# Passage
---------------

Being of the same generation, I grew up reading about King Charles and his little sister Princess Anne as of course very special children growing up in what to a child looks like imperial circumstances — castles, palaces and all.

The new family introduced with father Prince Philip with Prince Charles and mother Queen Elizabeth II with Princess Anne.
L. to r.: Big brother holding his sister’s hand helps her move with confidence; Sister and brother with grandmother, The Queen Mother Elizabeth.

Having grown up in a house that was a century old, and looked it and felt it, I naturally was curious as to what life was like growing up in palaces.

As personages, to us masses, they looked other worldly — as well as enviable with their royal limousines and coaches, and yachts, planes, and all the other luxuries that are not even dream-able to just about all of us.

How it all changes once we’re into The Race. As a kid, however, Prince Charles and his little sister Princess Anne were just cute children, and hardly looked royal to this kid, although always dressed up to go out for the world to see them. It was impossible to imagine what their real life was like; they were the kids who lived in a castle.

A lifetime later, sister and brother still there. Certainty and Common Sense are her allies.

Their mother was the Queen and often busy. Their childhood existence was like being a child of an institution. Although they retained a brother-sister relationship. He was a kind and thoughtful brother and she was independent minded — with the natural authority she inherited from her mother and a self-regard that she inherited from her father.

Reliance is the role she was born to play brilliantly.

She was the favorite of Prince Philip, and she has a lot of his independent personality. She is a very intelligent woman, no nonsense but kind; strong, and decisive. And a complete princess who sees the role as something for keeping a stable community. As her mother did. It is believed by some that she should be succeeding her mother to the throne. Because she has the power of her mother’s presence in her.

---------------

# Provided records

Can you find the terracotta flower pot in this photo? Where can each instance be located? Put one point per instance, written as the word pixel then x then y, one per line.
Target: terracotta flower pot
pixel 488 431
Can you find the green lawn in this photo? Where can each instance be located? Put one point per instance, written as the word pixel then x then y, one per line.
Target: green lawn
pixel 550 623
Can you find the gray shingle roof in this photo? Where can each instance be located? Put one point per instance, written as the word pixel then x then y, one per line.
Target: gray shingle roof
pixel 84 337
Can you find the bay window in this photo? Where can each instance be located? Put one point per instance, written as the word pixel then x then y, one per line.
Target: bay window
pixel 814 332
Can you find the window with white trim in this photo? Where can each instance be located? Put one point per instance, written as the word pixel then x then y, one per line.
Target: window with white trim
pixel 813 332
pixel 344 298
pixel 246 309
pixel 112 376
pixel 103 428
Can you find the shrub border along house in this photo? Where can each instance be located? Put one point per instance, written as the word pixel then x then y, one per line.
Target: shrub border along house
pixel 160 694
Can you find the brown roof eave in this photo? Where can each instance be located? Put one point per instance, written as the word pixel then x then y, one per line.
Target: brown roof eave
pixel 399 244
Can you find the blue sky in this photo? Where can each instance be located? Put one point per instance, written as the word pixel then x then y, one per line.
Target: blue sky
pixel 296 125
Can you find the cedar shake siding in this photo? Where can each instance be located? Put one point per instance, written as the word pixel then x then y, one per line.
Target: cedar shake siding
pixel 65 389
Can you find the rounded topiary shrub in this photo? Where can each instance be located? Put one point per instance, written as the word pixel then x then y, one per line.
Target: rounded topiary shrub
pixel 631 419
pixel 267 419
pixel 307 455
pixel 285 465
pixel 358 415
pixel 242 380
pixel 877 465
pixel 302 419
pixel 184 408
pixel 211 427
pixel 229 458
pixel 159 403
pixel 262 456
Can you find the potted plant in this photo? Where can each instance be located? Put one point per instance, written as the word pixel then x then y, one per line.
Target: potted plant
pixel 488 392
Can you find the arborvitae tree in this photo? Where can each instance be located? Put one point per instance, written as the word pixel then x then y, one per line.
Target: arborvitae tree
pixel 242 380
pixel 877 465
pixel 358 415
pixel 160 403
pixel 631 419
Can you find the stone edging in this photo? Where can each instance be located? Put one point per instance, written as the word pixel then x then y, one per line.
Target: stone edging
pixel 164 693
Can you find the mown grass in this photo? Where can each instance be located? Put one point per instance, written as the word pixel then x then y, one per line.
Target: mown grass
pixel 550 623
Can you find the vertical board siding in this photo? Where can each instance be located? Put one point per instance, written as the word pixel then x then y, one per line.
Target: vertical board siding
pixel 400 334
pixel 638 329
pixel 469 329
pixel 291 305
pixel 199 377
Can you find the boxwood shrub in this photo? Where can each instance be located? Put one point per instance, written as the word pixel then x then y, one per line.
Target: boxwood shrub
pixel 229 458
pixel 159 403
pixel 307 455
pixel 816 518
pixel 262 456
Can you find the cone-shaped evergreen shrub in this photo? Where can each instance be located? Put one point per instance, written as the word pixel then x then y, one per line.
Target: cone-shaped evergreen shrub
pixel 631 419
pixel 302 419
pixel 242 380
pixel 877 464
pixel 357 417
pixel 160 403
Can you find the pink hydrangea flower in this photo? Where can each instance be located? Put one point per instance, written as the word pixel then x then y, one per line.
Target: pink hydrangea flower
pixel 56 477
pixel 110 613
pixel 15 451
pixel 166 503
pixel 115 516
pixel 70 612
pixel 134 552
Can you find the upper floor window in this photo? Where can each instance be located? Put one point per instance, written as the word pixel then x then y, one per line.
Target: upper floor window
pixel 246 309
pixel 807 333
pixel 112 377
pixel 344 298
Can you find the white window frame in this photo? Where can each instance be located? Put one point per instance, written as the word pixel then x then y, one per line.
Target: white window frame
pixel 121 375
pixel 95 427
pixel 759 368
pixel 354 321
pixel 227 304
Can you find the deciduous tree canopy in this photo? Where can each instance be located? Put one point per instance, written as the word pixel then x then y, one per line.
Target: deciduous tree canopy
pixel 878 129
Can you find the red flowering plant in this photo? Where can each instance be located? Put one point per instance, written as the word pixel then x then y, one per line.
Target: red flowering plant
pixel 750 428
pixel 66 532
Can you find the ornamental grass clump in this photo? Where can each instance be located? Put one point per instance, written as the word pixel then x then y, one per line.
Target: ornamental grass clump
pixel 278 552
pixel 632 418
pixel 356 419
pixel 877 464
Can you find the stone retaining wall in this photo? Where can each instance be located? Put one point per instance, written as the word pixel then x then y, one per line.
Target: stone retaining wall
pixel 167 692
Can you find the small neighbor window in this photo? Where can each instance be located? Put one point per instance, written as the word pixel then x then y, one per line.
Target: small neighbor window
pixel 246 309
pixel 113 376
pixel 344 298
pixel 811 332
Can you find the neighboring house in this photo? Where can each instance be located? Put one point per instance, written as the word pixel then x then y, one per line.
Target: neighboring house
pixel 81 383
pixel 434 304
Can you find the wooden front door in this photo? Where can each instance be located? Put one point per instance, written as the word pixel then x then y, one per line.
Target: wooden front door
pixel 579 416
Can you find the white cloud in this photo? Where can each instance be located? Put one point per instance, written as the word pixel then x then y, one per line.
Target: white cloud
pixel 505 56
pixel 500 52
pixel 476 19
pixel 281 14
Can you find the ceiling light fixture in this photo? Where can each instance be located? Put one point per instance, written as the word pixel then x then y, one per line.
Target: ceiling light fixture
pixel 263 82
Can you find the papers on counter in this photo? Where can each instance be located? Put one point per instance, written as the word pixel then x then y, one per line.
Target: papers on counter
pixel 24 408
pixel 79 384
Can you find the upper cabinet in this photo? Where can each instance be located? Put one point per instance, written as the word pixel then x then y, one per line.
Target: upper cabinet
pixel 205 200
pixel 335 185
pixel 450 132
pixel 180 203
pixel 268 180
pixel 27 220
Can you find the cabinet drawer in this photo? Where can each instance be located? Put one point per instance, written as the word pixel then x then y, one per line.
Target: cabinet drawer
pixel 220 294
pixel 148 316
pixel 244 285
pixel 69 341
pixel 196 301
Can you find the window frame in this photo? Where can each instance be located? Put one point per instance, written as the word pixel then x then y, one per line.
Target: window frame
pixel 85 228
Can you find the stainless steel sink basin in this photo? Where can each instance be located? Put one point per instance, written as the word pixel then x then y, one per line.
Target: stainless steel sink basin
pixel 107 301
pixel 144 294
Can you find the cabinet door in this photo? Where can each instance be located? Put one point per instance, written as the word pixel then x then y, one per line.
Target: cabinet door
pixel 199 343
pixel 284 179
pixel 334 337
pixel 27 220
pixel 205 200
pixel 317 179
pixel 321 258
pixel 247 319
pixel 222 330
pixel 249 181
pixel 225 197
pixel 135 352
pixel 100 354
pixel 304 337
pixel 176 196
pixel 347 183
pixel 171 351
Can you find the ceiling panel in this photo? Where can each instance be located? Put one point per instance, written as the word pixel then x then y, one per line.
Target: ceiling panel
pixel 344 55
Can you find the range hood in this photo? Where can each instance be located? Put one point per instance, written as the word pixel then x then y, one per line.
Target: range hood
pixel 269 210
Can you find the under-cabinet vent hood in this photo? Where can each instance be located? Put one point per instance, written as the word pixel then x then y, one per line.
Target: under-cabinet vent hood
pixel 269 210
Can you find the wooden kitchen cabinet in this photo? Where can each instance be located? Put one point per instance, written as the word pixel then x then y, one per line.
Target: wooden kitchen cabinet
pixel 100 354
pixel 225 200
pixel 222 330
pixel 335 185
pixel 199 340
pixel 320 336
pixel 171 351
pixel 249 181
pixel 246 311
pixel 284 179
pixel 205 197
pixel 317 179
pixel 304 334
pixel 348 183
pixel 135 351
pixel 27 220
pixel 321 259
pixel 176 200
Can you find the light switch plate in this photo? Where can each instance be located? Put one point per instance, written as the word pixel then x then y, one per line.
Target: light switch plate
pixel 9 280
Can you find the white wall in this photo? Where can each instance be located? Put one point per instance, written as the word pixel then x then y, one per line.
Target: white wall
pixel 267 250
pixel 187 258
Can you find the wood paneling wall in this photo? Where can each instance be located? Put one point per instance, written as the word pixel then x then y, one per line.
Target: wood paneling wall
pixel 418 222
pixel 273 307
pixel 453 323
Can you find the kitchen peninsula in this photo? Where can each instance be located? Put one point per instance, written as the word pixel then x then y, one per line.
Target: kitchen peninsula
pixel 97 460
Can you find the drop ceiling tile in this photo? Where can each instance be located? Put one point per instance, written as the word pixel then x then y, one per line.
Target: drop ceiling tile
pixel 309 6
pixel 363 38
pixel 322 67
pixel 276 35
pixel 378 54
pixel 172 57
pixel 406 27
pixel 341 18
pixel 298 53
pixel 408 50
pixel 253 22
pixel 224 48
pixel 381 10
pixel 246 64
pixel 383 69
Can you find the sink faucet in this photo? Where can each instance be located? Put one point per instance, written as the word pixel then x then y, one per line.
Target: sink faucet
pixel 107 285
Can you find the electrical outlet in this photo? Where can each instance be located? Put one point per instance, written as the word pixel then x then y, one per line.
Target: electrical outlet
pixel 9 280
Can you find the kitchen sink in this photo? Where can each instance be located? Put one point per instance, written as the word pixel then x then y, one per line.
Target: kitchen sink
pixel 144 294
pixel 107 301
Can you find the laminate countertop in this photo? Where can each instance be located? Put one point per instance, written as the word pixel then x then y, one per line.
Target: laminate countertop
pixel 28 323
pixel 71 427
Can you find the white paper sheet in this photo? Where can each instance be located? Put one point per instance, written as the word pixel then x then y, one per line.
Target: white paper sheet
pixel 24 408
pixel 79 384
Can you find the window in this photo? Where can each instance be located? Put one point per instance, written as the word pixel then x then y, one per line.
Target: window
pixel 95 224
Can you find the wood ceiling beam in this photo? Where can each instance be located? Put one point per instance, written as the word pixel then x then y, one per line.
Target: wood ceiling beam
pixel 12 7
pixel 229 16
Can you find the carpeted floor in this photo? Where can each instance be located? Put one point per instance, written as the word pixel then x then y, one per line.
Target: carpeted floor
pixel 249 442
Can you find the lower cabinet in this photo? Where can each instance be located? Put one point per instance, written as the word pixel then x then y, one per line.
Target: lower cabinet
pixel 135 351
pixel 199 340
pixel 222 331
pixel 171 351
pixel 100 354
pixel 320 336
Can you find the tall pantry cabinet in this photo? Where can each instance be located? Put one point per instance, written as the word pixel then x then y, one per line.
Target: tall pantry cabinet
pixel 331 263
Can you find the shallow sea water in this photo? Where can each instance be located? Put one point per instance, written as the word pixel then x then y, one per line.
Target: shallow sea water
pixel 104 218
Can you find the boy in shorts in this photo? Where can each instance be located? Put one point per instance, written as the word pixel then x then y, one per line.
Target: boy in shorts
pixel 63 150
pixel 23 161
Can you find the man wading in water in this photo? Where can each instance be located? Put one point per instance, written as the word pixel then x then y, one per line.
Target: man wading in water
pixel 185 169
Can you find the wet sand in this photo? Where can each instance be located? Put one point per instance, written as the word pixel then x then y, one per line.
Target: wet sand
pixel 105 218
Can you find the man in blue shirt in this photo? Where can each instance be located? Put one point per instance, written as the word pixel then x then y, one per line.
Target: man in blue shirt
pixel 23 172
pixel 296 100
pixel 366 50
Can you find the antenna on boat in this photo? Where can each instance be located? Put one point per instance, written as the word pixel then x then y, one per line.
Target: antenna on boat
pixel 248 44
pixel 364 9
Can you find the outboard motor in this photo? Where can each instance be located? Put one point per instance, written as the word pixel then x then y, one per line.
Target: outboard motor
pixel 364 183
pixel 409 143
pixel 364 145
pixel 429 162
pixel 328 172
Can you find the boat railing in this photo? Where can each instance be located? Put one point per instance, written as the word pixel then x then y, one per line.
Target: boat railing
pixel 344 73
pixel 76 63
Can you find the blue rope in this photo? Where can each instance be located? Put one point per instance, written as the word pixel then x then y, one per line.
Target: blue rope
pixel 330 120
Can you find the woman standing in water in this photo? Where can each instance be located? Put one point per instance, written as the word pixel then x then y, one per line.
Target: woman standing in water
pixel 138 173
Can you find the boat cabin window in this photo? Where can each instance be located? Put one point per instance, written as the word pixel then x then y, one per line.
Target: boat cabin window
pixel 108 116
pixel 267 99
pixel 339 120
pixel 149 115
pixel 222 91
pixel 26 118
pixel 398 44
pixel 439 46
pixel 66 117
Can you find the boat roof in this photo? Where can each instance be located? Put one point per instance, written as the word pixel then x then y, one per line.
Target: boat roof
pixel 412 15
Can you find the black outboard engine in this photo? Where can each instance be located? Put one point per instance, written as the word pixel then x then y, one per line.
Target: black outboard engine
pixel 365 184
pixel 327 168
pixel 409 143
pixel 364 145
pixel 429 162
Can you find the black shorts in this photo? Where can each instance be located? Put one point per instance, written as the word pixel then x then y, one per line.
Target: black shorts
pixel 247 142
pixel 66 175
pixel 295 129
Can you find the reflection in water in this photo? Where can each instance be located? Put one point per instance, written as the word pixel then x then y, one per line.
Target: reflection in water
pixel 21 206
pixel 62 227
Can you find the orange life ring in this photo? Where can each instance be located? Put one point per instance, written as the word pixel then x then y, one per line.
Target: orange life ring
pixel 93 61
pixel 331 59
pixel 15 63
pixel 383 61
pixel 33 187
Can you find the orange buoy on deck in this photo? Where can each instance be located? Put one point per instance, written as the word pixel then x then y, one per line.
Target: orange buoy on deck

---------------

# Objective A
Translate into Spanish this sentence from the passage about Prince Charles and Princess Anne: "Their mother was the Queen and often busy."
# Objective B
In the listing, switch "Target" to "Object" across the stretch from the line containing "Can you find the stone edging" through the line containing "pixel 878 129", leaving everything else unchanged, and return only those lines.

# Correct response A
Su madre era la Reina y a menudo estaba ocupada.

# Correct response B
Can you find the stone edging in this photo? Where can each instance be located? Put one point per instance, written as the word pixel then x then y, one per line.
Object: stone edging
pixel 164 693
Can you find the mown grass in this photo? Where can each instance be located? Put one point per instance, written as the word pixel then x then y, one per line.
Object: mown grass
pixel 550 623
Can you find the vertical board siding in this photo? Where can each instance be located? Put one point per instance, written as the word pixel then x then y, one per line.
Object: vertical board siding
pixel 400 334
pixel 638 329
pixel 469 329
pixel 291 305
pixel 199 377
Can you find the boxwood shrub in this photo? Where can each instance be located? Put one point per instance, written as the word pixel then x then y, one per line.
Object: boxwood shrub
pixel 229 458
pixel 159 403
pixel 307 455
pixel 816 518
pixel 262 456
Can you find the cone-shaped evergreen shrub in this photo? Where can each instance be located? Put one point per instance, written as the word pixel then x then y, one per line.
Object: cone-shaped evergreen shrub
pixel 631 419
pixel 302 419
pixel 242 380
pixel 877 464
pixel 357 417
pixel 160 403
Can you find the pink hydrangea flower in this photo? Where can each instance be located? Put one point per instance, written as the word pixel then x then y, one per line.
Object: pink hydrangea flower
pixel 56 477
pixel 110 613
pixel 15 451
pixel 166 503
pixel 115 516
pixel 70 612
pixel 134 552
Can you find the upper floor window in this photo? Where can each instance be located? Put one point per instance, written as the word pixel then x then y, one per line.
Object: upper floor window
pixel 246 309
pixel 807 333
pixel 112 377
pixel 344 298
Can you find the white window frame in this photo? Where can each instance be located? Put one point per instance, written as the word pixel then x then y, one per line.
Object: white window frame
pixel 121 375
pixel 95 427
pixel 759 368
pixel 354 321
pixel 227 304
Can you find the deciduous tree canopy in this photo? Where can each instance be located? Put one point per instance, written as the word pixel then x then y, one per line.
Object: deciduous tree canopy
pixel 878 129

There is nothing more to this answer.